**Selected text**
Disparities in access to tap water and sanitation become a source of gender inequalities as in most of the cases they create hardship for women and girls, who are more frequently responsible for collecting water. Moreover, it increases exposure to poverty and exclusion among Roma by creating financial hardship from buying bottled water. The Council Recommendation on Roma equality, inclusion and participation adopted in March 2021 puts a specific accent on access to water and sanitation analysing its role for addressing structural inequalities between Roma and the general population linking it with access to decent housing and health prevention. Therefore, tackling inequalities in access to water is, therefore, beneficial for improving Roma health but also tackling gender inequalities within Roma people.

**What to do**
A - In the passage on Roma access to water, when was the Council Recommendation on Roma equality, inclusion and participation adopted?
B - Carry on the passage on Roma access to water, picking up after its final sentence.

**Provided data**
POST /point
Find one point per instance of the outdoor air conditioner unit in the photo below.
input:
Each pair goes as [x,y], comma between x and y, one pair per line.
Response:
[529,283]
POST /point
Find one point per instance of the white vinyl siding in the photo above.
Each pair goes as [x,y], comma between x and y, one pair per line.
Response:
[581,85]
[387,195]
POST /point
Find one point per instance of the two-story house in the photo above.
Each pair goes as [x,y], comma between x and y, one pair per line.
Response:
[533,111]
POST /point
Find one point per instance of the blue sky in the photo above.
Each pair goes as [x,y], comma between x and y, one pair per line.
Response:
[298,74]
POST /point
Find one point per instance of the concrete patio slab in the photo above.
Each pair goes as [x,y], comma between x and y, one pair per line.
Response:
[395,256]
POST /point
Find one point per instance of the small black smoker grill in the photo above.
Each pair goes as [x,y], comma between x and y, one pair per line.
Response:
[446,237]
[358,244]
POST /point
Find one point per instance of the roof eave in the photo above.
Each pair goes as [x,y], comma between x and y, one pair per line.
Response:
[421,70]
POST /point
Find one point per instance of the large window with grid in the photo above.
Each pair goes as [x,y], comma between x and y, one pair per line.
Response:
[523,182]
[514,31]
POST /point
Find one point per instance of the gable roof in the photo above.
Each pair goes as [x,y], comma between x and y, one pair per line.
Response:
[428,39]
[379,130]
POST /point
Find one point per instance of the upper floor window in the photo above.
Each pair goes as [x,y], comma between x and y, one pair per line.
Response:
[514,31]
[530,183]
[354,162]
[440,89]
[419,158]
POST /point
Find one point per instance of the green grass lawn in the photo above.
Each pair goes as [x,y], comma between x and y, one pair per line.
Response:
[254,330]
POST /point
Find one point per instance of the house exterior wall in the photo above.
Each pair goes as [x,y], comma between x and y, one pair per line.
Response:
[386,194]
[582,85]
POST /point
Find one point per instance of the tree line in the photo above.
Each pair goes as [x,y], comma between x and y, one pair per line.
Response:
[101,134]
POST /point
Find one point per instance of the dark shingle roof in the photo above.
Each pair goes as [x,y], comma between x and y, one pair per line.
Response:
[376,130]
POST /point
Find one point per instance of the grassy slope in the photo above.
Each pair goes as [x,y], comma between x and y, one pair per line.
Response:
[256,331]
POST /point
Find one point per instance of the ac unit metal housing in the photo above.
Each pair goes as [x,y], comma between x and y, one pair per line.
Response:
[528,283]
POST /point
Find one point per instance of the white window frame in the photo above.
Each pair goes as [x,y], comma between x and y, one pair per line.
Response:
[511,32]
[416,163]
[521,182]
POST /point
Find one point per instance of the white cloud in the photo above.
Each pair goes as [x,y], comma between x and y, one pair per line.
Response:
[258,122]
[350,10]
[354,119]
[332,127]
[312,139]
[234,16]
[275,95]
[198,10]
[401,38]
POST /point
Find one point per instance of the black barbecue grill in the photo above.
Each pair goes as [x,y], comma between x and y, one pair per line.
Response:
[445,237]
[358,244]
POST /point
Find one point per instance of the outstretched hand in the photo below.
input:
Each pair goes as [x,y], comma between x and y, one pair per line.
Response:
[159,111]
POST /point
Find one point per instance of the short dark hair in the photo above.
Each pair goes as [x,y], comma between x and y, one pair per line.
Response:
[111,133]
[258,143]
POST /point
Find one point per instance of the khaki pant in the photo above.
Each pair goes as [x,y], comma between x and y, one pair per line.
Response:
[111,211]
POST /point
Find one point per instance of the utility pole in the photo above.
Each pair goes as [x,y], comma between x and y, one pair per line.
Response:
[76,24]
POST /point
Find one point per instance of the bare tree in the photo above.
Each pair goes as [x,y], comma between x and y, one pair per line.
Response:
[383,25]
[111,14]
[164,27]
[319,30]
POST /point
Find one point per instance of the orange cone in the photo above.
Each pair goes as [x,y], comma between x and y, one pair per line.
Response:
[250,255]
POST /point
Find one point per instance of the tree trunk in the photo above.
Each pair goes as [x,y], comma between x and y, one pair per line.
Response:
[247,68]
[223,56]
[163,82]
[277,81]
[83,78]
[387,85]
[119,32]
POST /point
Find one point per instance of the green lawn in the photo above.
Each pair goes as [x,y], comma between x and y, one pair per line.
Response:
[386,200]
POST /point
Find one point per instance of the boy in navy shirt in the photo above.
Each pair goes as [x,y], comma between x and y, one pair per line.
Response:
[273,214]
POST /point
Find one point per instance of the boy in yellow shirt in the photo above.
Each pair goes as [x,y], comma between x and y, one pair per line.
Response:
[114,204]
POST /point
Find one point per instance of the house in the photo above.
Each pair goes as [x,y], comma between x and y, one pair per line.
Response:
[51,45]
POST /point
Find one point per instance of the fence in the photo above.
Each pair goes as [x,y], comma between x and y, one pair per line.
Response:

**The responses**
A - March 2021

B -
“Universal and equitable access to safe and affordable drinking water” promoted by the Sustainable Development Goals, in particular target 6.1 is a key factor for improving communities’ health and strengthening health prevention among vulnerable groups. This target can make a real change for marginalised Roma communities, especially people with disabilities, homeless persons, women and children facing a greater vulnerability to access safe drinking water and sanitation and lessen their exposure to health risks.  Nevertheless, the realisation of such objectives depends on policy commitments to combat structural inequalities by guaranteeing equal protection of fundamental rights within European and national policy and legislative frameworks.